__EXERCISE DESCRIPTION__
Return every line of the listing below that contains the string "nose". Letter case must match.

__MATERIALS PROVIDED__
━━━━━━━━━━━━━━━━

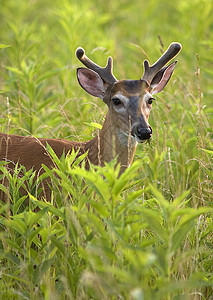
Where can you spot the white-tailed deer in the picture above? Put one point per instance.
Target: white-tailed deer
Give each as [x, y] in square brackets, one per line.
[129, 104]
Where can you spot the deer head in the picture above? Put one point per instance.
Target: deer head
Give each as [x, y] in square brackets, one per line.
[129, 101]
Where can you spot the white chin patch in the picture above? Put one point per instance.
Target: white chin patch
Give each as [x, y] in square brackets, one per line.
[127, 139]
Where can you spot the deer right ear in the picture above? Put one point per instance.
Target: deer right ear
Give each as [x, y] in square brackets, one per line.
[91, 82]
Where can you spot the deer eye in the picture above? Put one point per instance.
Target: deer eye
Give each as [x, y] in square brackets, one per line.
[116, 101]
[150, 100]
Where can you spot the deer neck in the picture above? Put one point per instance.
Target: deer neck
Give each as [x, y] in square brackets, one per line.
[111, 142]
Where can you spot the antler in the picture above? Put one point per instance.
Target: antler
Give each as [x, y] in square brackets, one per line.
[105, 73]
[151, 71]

━━━━━━━━━━━━━━━━

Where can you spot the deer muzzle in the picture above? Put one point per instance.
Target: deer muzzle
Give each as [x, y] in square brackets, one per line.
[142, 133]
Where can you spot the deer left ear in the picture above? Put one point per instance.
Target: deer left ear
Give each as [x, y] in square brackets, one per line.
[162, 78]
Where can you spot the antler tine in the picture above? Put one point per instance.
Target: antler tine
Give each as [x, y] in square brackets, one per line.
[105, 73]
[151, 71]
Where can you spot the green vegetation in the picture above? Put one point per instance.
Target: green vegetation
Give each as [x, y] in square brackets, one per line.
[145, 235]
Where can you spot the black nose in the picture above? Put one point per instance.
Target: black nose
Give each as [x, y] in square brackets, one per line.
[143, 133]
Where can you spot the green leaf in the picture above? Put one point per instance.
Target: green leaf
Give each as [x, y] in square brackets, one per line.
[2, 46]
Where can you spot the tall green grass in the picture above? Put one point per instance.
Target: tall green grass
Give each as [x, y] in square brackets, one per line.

━━━━━━━━━━━━━━━━

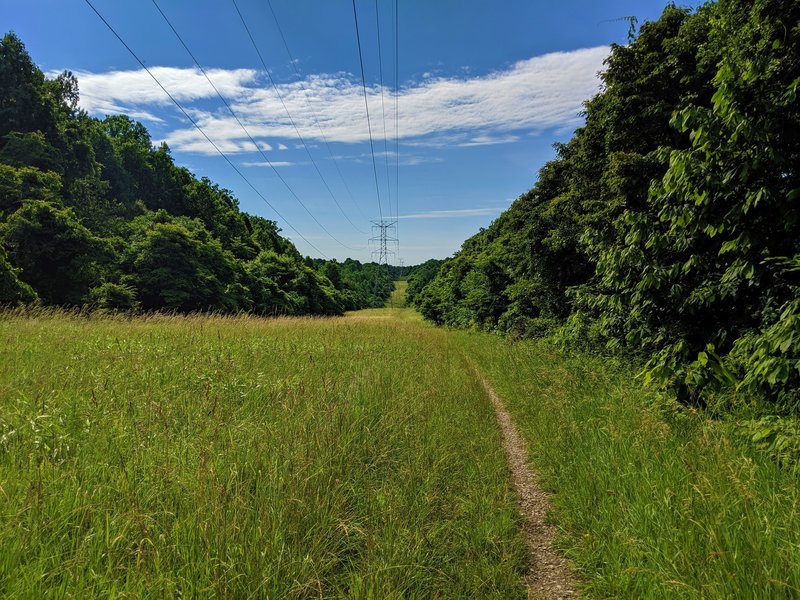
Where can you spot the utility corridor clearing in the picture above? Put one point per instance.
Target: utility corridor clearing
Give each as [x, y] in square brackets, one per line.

━━━━━━━━━━━━━━━━

__ANSWER TO THIS TASK__
Where can you spot the black nose in the picture above? Put one point per instance.
Target: black nose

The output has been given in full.